▶ _Aangeleverd fragment_:
━━━━━━━━━━━━━━━━━━━━━━━━━━━━━━

ECLI:NL:RBMNE:2024:5649

Rechtbank Midden-Nederland

Datum uitspraak
9 augustus 2024
Publicatiedatum
30 september 2024
Zaaknummer
UTR 23/3863
Instantie
Rechtbank Midden-Nederland
Type
Uitspraak
Rechtsgebied
Bestuursrecht; Belastingrecht
Procedures
  • Eerste aanleg - enkelvoudig
Vindplaatsen
  • Rechtspraak.nl
AI samenvatting door LexboostAutomatisch gegenereerd

Beoordeling van de WOZ-waarde van een woning in het bestuursrecht

In deze uitspraak van de Rechtbank Midden-Nederland op 9 augustus 2024, wordt het beroep van eiser tegen de vastgestelde WOZ-waarde van zijn woning beoordeeld. De heffingsambtenaar van de gemeente heeft de WOZ-waarde vastgesteld op € 813.000,- per waardepeildatum 1 januari 2022, wat geldt voor het belastingjaar 2023. Eiser heeft bezwaar gemaakt tegen deze waarde, maar de heffingsambtenaar heeft het bezwaar ongegrond verklaard. Eiser heeft vervolgens beroep ingesteld bij de rechtbank.

De rechtbank heeft vastgesteld dat partijen geen zitting nodig vonden en heeft de zaak op basis van de ingediende stukken beoordeeld. Eiser betwistte de hoogte van de WOZ-waarde en stelde dat deze niet hoger dan € 712.000,- mocht zijn. De heffingsambtenaar heeft de WOZ-waarde onderbouwd met een taxatiematrix waarin de woning werd vergeleken met vier referentiewoningen. De rechtbank oordeelt dat de heffingsambtenaar aannemelijk heeft gemaakt dat de WOZ-waarde niet te hoog is vastgesteld. Eiser's argumenten over de vergelijkbaarheid van de referentiewoningen en de stijging van de WOZ-waarde in vergelijking met eerdere jaren werden door de rechtbank verworpen.

━━━━━━━━━━━━━━━━━━━━━━━━━━━━━━

▶ _Records voor oefening_:

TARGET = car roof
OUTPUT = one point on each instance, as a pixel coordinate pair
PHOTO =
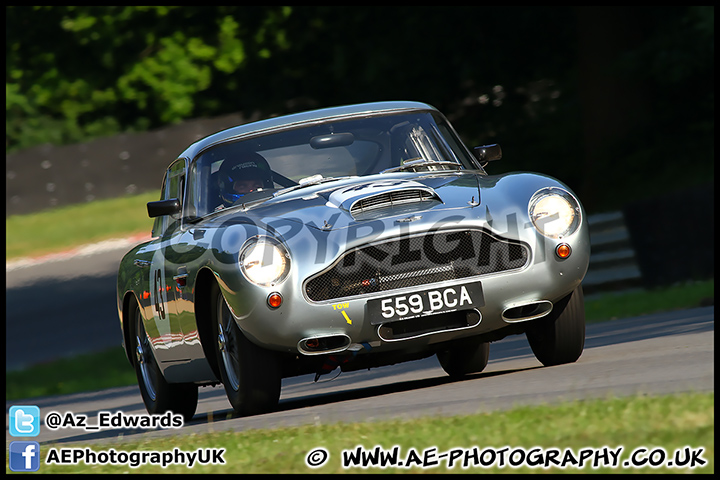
(299, 118)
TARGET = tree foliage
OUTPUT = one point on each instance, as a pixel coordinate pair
(515, 75)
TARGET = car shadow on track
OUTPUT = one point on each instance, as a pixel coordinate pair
(350, 394)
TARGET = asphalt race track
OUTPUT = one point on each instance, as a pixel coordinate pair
(654, 354)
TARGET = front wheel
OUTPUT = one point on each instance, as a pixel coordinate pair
(465, 356)
(250, 374)
(559, 337)
(158, 395)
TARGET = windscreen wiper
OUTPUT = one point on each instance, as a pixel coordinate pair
(309, 181)
(421, 163)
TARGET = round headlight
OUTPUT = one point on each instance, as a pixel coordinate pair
(264, 261)
(554, 212)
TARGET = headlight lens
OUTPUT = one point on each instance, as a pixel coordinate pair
(554, 212)
(264, 261)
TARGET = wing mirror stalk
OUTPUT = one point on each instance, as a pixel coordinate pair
(164, 207)
(487, 153)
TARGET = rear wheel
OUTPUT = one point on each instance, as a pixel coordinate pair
(465, 356)
(559, 337)
(250, 373)
(158, 395)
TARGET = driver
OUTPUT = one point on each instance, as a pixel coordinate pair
(250, 174)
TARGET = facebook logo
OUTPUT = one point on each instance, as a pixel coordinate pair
(24, 421)
(24, 456)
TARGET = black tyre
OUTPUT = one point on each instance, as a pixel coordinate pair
(250, 374)
(158, 395)
(559, 337)
(465, 356)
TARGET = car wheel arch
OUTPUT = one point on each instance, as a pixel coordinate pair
(204, 283)
(128, 324)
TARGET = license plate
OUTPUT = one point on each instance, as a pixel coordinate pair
(427, 302)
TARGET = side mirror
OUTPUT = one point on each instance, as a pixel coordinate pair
(488, 153)
(164, 207)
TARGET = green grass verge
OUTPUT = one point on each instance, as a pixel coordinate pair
(67, 227)
(111, 369)
(662, 425)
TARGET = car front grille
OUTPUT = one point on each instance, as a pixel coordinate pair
(416, 260)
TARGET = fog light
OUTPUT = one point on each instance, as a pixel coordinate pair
(275, 300)
(563, 250)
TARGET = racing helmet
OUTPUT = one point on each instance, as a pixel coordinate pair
(251, 173)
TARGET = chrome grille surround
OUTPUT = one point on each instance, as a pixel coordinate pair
(409, 261)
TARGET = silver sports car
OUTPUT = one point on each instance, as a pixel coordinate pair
(350, 237)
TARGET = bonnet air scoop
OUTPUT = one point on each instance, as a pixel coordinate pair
(418, 197)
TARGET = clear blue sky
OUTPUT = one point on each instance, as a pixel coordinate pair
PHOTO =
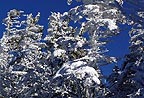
(118, 47)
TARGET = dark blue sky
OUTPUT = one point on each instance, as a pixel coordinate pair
(118, 46)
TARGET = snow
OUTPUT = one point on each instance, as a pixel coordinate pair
(19, 72)
(90, 72)
(80, 70)
(58, 52)
(111, 23)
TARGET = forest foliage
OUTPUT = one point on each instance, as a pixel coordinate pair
(66, 63)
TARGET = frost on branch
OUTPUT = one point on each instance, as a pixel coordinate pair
(69, 46)
(23, 67)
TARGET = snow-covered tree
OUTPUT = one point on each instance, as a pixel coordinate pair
(23, 67)
(66, 63)
(76, 58)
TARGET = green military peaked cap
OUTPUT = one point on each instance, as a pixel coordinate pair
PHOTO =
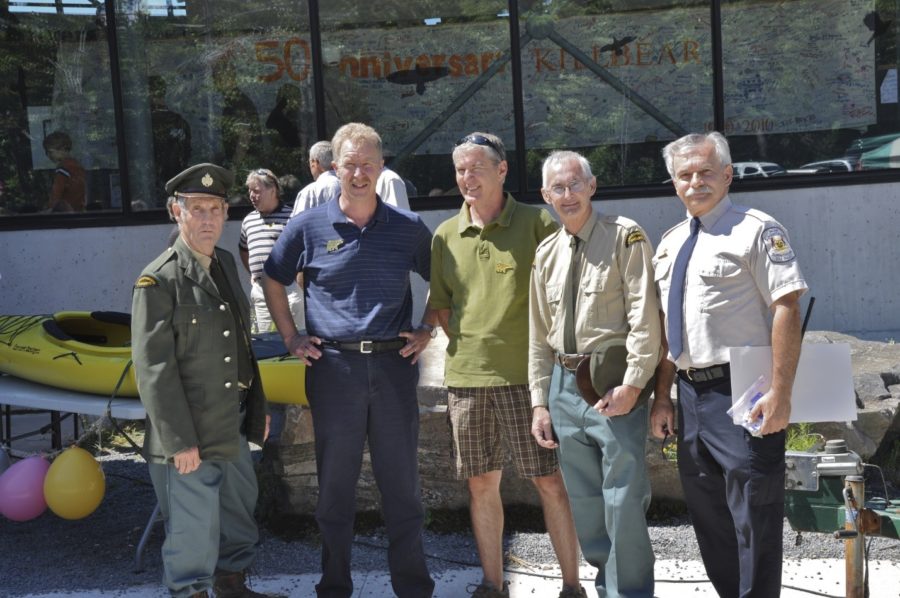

━━━━━━━━━━━━━━━━━━━━━━━━━━━━━━

▶ _Vereiste handelingen_:
- A) Herhaal het volledige fragment over de WOZ-waarde van de woning woord voor woord.
- B) Haal uit de records elke regel die de tekenreeks "mirror" bevat. Het verschil tussen hoofdletters en kleine letters telt mee.

▶ _De resultaten_:
- A)
ECLI:NL:RBMNE:2024:5649

Rechtbank Midden-Nederland

Datum uitspraak
9 augustus 2024
Publicatiedatum
30 september 2024
Zaaknummer
UTR 23/3863
Instantie
Rechtbank Midden-Nederland
Type
Uitspraak
Rechtsgebied
Bestuursrecht; Belastingrecht
Procedures
  • Eerste aanleg - enkelvoudig
Vindplaatsen
  • Rechtspraak.nl
AI samenvatting door LexboostAutomatisch gegenereerd

Beoordeling van de WOZ-waarde van een woning in het bestuursrecht

In deze uitspraak van de Rechtbank Midden-Nederland op 9 augustus 2024, wordt het beroep van eiser tegen de vastgestelde WOZ-waarde van zijn woning beoordeeld. De heffingsambtenaar van de gemeente heeft de WOZ-waarde vastgesteld op € 813.000,- per waardepeildatum 1 januari 2022, wat geldt voor het belastingjaar 2023. Eiser heeft bezwaar gemaakt tegen deze waarde, maar de heffingsambtenaar heeft het bezwaar ongegrond verklaard. Eiser heeft vervolgens beroep ingesteld bij de rechtbank.

De rechtbank heeft vastgesteld dat partijen geen zitting nodig vonden en heeft de zaak op basis van de ingediende stukken beoordeeld. Eiser betwistte de hoogte van de WOZ-waarde en stelde dat deze niet hoger dan € 712.000,- mocht zijn. De heffingsambtenaar heeft de WOZ-waarde onderbouwd met een taxatiematrix waarin de woning werd vergeleken met vier referentiewoningen. De rechtbank oordeelt dat de heffingsambtenaar aannemelijk heeft gemaakt dat de WOZ-waarde niet te hoog is vastgesteld. Eiser's argumenten over de vergelijkbaarheid van de referentiewoningen en de stijging van de WOZ-waarde in vergelijking met eerdere jaren werden door de rechtbank verworpen.

- B)
TARGET = wing mirror stalk
TARGET = side mirror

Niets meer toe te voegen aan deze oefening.